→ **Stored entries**
··········

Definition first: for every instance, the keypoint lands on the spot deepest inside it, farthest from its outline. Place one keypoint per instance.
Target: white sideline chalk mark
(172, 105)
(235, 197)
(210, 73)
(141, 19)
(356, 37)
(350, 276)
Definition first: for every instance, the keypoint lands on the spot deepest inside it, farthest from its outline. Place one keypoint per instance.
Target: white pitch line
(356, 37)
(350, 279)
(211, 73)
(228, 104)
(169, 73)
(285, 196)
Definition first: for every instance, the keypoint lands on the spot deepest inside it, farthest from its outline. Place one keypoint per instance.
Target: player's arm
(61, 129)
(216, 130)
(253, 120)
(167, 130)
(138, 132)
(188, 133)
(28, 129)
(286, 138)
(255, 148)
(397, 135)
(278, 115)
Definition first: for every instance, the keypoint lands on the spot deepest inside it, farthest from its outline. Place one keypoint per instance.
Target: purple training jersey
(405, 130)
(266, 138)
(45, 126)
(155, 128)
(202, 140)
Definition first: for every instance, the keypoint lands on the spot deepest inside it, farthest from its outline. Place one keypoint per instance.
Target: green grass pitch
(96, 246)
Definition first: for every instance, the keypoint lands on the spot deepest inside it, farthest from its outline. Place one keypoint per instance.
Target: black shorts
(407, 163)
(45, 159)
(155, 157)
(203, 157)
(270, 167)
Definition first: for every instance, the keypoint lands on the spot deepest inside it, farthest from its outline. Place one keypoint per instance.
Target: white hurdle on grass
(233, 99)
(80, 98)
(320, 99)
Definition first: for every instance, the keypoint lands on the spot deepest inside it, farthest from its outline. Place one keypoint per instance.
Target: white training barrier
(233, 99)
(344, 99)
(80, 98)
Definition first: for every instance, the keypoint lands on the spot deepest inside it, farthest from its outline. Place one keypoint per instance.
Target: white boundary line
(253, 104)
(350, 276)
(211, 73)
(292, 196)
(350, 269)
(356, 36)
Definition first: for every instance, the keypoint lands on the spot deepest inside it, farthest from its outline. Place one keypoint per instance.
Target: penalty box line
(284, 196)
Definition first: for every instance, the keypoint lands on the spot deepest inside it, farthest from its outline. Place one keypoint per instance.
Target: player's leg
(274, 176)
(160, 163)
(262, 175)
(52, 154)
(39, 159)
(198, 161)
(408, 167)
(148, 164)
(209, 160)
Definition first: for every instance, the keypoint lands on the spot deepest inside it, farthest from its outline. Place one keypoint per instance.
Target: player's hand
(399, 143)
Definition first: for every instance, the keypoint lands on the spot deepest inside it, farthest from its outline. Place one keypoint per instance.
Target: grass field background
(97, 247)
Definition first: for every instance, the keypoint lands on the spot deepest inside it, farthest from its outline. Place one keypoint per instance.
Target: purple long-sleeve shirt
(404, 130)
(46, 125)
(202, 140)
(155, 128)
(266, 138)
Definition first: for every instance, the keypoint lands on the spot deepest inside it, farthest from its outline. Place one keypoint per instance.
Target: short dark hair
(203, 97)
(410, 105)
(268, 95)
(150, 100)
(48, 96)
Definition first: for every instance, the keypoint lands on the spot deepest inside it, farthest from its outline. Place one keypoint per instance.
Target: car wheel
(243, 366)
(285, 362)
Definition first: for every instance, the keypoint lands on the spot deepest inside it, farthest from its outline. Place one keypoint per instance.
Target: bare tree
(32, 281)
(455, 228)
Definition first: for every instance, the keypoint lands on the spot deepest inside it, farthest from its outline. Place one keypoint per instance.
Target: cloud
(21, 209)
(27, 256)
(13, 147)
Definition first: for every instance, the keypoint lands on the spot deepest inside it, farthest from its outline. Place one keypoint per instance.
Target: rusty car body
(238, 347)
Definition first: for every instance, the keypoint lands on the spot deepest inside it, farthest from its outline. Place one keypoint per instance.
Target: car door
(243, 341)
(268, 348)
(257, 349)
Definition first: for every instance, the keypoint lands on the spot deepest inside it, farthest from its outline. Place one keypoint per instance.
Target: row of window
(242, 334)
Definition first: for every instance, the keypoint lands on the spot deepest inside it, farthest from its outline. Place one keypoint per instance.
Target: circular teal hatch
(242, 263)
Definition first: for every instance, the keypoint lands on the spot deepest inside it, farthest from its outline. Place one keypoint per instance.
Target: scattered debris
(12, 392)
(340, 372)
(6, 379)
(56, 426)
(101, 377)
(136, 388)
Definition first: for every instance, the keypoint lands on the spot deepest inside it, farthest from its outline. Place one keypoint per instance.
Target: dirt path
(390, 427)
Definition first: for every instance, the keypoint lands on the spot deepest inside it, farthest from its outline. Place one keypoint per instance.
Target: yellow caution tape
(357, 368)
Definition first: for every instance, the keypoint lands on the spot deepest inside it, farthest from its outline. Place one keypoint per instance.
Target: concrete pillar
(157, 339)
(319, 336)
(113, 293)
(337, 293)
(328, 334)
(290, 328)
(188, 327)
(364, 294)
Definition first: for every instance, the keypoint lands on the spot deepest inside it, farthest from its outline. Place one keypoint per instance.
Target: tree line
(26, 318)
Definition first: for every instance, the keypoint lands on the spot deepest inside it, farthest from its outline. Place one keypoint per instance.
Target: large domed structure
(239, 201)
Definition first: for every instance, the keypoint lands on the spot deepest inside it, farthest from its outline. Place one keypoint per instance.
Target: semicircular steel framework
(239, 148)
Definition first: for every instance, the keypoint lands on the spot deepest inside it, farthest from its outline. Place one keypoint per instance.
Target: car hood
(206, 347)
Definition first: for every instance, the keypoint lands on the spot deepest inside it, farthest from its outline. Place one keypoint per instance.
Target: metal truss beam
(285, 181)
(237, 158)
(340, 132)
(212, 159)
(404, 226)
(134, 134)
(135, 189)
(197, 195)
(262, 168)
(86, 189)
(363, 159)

··········

→ **STATED PROBLEM**
Which rows above contain the word "white"? Pull out each of them and copy it in full.

→ **EXERCISE ANSWER**
Target: white sideline chalk mark
Target: white pitch line
Target: white hurdle on grass
Target: white training barrier
Target: white boundary line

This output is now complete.